Tolkien also undertook the redesign of Lea Hall railway station, Birmingham, with Eric Klein Velderman; completed in 1998)

==Other notable work==
He has also worked with the singer and television presenter Toyah Willcox, designing her armour-like stage costumes and, in 2005, making a documentary film for BBC2, comparing New Zealand's successful exploitation of its movie-related J. R. R. Tolkien associations, with that of J.R.R.'s (and Toyah's) home town, Birmingham.

EXTRACTED MATERIAL
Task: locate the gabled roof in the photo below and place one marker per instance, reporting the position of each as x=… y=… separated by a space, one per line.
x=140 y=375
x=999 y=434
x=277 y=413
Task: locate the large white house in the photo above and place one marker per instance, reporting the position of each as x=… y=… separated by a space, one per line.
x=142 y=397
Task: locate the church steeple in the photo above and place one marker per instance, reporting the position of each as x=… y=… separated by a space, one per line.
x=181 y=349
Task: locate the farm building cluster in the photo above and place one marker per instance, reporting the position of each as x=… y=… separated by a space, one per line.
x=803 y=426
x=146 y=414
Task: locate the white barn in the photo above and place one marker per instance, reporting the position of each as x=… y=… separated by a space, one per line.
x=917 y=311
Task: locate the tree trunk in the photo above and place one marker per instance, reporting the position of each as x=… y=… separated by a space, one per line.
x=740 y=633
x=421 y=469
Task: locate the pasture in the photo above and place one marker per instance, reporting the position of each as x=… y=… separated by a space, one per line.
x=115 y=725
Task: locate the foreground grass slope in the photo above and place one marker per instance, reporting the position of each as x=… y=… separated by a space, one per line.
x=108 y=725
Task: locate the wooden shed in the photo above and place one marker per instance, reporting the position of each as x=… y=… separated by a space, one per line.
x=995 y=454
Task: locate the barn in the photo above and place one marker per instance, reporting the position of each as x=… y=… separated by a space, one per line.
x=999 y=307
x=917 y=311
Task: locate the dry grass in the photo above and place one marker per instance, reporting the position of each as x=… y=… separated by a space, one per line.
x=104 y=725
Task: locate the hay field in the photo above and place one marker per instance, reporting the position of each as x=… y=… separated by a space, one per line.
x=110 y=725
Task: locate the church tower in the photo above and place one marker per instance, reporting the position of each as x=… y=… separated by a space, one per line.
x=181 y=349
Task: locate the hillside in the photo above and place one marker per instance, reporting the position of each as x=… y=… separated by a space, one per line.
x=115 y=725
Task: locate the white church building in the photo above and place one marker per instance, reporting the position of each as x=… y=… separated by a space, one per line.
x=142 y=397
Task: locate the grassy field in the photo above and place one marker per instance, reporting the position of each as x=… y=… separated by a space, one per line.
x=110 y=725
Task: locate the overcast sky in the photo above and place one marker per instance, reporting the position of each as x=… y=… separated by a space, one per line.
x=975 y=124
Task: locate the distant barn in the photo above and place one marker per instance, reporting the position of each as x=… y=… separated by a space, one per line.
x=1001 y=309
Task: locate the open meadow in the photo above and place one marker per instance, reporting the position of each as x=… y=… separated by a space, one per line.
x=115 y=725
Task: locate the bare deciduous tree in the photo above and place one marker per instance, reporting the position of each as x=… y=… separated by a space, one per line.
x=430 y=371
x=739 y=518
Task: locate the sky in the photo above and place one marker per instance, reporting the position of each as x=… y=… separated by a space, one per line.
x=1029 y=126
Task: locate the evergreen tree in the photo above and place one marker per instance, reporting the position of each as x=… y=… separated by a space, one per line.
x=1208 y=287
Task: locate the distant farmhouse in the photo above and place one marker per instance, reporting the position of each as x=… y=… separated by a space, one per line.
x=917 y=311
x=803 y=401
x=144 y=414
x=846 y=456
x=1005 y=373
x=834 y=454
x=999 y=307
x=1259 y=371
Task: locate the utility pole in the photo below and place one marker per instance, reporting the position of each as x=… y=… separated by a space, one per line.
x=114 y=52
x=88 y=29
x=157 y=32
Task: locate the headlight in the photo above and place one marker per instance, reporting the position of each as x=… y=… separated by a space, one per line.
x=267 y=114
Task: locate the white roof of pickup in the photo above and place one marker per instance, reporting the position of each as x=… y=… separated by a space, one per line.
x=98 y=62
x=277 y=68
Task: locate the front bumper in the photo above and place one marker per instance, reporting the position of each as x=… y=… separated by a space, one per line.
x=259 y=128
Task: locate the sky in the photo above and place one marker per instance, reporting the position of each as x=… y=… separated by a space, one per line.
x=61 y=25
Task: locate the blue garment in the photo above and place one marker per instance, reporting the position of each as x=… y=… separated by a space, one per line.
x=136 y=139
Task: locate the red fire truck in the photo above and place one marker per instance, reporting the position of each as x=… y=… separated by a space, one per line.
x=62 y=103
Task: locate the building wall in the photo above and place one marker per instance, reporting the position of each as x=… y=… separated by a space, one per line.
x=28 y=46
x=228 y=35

EXERCISE BRIEF
Summarize the excerpt on Tolkien's design and film work in two sentences. The records are not required for the task that follows.

PROBLEM SOLUTION
Tolkien redesigned Lea Hall railway station in Birmingham with Eric Klein Velderman, a project completed in 1998. He has also worked with singer and television presenter Toyah Willcox, designing her armor-like stage costumes and, in 2005, making a BBC2 documentary that compared New Zealand's successful exploitation of its movie-related J. R. R. Tolkien associations with that of Birmingham, the home town of both J.R.R. Tolkien and Willcox.